- Text excerpt
— Begin —

And then there was this: Sandy, whose estate was worth an estimated $5 million, about $9.5 million in today’s dollars, had recently decided to move her assets into a trust. That action would have made it much more difficult for Dunn to access her money upon her death or incapacitation. She was just about to sign documents finalizing the transaction when she disappeared.
Patrick Dunn was convicted and sentenced to life without the possibility of parole.
The former schoolteacher continues to look forward to Doyle’s letters.
“Once I didn't write him for 12 days and he sent me a letter ... kind of mad at me,” she said. “And I was, like, ‘OK, I have to diligently try to write twice a week, even if I can't think of anything to say.’”
They discovered, among other revelations, that they share the same birthday, exactly 20 years apart: Sept. 27. Dunn will turn 85, Doyle 65.
Had Doyle been inspired to correspond with Dunn because he had been such a profound influence in her life? Had he been inspired to respond because she had been a memorably bright and colorful child, one of the special ones?
No and no.
Dunn confessed to Doyle he didn’t remember her at all. He’d spent 30-plus years as a teacher, counselor and principal. The number of kids he’d ordered to spit out gum had, alone, surely numbered in the hundreds.
And although Doyle very much remembered Mr. Dunn and that 1967-68 school year, it wasn’t for all the warmest of reasons. She had enjoyed the gymnastics instruction and the fashion shows, but the incident that stood out to her was the time the teacher noticed Doyle’s fingernails — dirty, scratched and rough from horseback riding — and called over a better-manicured girl. “Look at your fingernails. Look at her fingernails. See? That is how your nails should look,” he told her. In one of her letters she reminded him of that small humiliation and — though he didn’t remember it, of course — he apologized.
She did not see Dunn again after that school year.
Kids tend to remember little injustices that come their way in life. Now, Doyle has decided to stand up for what she believes was a very big one.
“I know that as far as Kern County is concerned, this mystery is solved,” Doyle said. “But it’s not. There is no evidence to prove this. There is more evidence to prove that he didn’t do it.”

— End —

- Stored data

— Begin —

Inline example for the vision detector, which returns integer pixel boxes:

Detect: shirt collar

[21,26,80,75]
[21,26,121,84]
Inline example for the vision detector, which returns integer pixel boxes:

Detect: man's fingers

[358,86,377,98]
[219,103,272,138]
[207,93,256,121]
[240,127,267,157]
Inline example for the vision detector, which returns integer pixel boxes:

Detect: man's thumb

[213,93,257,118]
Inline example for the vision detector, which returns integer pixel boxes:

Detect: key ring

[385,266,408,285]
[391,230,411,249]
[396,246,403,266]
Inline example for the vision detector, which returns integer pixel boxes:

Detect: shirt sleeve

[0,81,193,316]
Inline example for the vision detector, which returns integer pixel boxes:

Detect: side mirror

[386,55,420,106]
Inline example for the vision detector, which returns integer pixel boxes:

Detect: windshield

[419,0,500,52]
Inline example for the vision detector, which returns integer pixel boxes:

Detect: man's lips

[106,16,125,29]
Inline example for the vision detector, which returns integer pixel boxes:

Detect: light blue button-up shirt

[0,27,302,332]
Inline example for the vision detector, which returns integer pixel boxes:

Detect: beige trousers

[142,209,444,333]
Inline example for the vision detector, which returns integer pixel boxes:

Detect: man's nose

— End —
— Begin —

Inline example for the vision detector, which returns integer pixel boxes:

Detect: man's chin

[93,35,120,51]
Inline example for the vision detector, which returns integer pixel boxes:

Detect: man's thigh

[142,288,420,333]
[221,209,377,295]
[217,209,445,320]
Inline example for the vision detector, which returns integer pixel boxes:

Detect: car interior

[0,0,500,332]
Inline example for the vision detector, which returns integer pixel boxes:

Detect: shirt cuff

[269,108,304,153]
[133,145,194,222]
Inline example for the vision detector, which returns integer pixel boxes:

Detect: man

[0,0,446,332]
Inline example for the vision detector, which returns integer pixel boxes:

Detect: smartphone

— End —

- Problems
a - Output everything in the Patrick Dunn passage from "Patrick Dunn was" down to "85, Doyle 65.".
b - Continue the passage about Patrick Dunn and Doyle's letters, starting right after its last sentence.

- Exercise answers
a -
Patrick Dunn was convicted and sentenced to life without the possibility of parole.
The former schoolteacher continues to look forward to Doyle’s letters.
“Once I didn't write him for 12 days and he sent me a letter ... kind of mad at me,” she said. “And I was, like, ‘OK, I have to diligently try to write twice a week, even if I can't think of anything to say.’”
They discovered, among other revelations, that they share the same birthday, exactly 20 years apart: Sept. 27. Dunn will turn 85, Doyle 65.

b -
Doyle had followed the investigation into the 1979 death of 14-year-old Dana Butler, a Highland High School freshman several years behind Doyle in school. The district attorney, for reasons never completely clear, had declined to file charges connected to the girl’s killing against Glen Fitts, a member of the Bakersfield Police Commission at whose home the murder had likely occurred, despite substantial physical and circumstantial evidence pointing toward his direct involvement. That unsolved murder is one of many cases cited in Humes’ book as evidence of unscrupulous behavior in Kern County.
“I felt when I read ‘Mean Justice’ that Dana Butler was absolutely killed by Fitts,” Doyle said, “and this (Dunn case) exacerbates my feeling of the corruption in the prosecutorial department of the Kern County justice system.”
Doyle, Dunn and Dunn’s son Patrick Dunn Jr. have been trying to get Dunn’s sentence commuted to life with the possibility of parole. As it stands now, he is ineligible for compassionate release.
“I have been in prison for 28 years, 9 months and 16 days for a crime that I did not commit and never would,” Dunn wrote in his most recent letter to the Sacramento office where requests for commutation are processed. “My police record before I was arrested ... was immaculate, as is my record in prison. I ask that you please remove the LWOP from my sentence so I may be considered for parole and be with my family.”
Karen Landon Doyle typed the letter for him.
Now, almost 30 years after the murder of Sandy Dunn, she and her sixth-grade teacher wait.